- _Given exercise_:
Copy out, unchanged, the lines from the one containing "building reflection in water?" through the one containing "0,192,16,196", with both of those lines included.
— Start of Stored records —
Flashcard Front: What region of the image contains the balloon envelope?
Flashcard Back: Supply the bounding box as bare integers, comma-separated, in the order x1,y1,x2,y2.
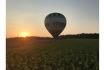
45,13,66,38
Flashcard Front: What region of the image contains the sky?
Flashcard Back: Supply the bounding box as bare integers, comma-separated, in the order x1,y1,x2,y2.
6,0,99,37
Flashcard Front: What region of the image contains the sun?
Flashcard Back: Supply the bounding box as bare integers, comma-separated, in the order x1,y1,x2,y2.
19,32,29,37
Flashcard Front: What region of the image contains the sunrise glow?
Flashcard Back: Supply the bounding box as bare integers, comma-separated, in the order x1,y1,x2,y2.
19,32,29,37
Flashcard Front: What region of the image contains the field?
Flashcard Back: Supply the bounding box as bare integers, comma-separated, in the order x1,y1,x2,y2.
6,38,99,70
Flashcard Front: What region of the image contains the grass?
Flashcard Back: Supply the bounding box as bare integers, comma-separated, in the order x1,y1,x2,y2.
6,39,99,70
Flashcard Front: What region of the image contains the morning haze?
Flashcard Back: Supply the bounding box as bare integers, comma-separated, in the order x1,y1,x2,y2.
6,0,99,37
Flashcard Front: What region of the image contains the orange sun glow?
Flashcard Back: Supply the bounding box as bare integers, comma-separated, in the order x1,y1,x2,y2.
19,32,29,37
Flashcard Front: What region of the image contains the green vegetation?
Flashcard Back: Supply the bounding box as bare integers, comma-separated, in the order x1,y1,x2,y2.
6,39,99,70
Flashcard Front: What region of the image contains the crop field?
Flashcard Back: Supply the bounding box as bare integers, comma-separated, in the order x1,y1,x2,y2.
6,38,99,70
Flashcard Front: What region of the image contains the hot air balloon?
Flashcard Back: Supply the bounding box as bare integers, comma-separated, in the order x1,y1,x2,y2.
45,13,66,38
— End of Stored records —
— Start of Stored records —
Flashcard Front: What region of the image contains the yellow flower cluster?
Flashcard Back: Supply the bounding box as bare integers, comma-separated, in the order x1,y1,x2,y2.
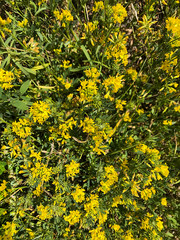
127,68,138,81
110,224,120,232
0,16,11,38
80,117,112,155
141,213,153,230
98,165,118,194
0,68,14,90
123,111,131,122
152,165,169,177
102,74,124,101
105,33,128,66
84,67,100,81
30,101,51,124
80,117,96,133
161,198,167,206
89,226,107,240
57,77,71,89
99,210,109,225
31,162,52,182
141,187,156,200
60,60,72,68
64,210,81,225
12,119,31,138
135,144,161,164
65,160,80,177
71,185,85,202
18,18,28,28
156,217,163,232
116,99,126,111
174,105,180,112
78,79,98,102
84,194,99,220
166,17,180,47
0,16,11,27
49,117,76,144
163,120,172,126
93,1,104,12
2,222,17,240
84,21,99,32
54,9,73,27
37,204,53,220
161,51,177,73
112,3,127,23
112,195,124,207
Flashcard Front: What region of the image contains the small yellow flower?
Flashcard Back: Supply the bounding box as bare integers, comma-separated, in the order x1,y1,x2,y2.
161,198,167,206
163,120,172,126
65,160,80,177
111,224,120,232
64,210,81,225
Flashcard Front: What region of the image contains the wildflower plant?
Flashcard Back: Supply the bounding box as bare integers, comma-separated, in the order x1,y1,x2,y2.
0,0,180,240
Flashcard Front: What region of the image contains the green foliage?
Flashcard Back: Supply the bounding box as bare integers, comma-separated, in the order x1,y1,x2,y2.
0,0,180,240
— End of Stored records —
— Start of Stored records —
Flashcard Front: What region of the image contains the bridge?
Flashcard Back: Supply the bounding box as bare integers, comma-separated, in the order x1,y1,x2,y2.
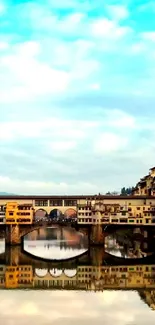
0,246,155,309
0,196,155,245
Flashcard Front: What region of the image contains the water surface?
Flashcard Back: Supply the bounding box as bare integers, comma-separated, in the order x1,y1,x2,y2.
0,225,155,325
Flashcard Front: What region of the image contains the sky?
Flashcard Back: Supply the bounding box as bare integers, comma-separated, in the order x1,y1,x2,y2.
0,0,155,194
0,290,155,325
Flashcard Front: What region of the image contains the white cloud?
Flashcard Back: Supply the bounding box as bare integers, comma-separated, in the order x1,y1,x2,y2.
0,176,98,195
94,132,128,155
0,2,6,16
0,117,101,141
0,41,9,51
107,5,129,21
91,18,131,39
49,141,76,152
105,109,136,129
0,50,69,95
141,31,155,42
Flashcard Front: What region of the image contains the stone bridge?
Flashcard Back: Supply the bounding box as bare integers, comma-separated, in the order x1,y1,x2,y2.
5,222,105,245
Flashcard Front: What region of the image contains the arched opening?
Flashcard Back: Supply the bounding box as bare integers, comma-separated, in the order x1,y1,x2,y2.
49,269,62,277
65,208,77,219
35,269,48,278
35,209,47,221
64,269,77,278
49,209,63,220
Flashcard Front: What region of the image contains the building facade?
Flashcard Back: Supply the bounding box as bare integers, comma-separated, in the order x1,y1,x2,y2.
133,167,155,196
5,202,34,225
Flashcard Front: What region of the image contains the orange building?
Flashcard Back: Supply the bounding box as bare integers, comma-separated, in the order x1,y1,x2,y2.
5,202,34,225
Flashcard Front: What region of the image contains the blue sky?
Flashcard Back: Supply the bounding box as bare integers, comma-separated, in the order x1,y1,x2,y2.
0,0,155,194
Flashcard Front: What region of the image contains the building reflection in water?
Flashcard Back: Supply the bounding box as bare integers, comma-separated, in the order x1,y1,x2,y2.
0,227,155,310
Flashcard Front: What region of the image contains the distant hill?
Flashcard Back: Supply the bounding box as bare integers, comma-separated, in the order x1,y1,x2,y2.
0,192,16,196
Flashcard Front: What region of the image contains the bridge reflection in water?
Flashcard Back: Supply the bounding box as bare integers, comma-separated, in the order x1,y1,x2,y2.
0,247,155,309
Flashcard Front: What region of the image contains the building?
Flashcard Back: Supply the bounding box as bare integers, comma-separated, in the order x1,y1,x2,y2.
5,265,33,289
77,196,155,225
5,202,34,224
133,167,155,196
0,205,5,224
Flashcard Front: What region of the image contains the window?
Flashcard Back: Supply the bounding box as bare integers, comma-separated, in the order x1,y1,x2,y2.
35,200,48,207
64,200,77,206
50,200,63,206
— End of Stored records —
- _Written solution_:
Flashcard Front: What region of the image contains the building reflection in water?
Flashcard Back: Supply the bounding box as bare integers, comma-separated, in the order x1,y1,x2,y2.
0,227,155,310
Flashcard Front: What region of the image contains the distant hill?
Flashcard Back: Supply the bounding box as bare integers, comma-separated, in the order x1,y1,x2,y2.
0,192,16,196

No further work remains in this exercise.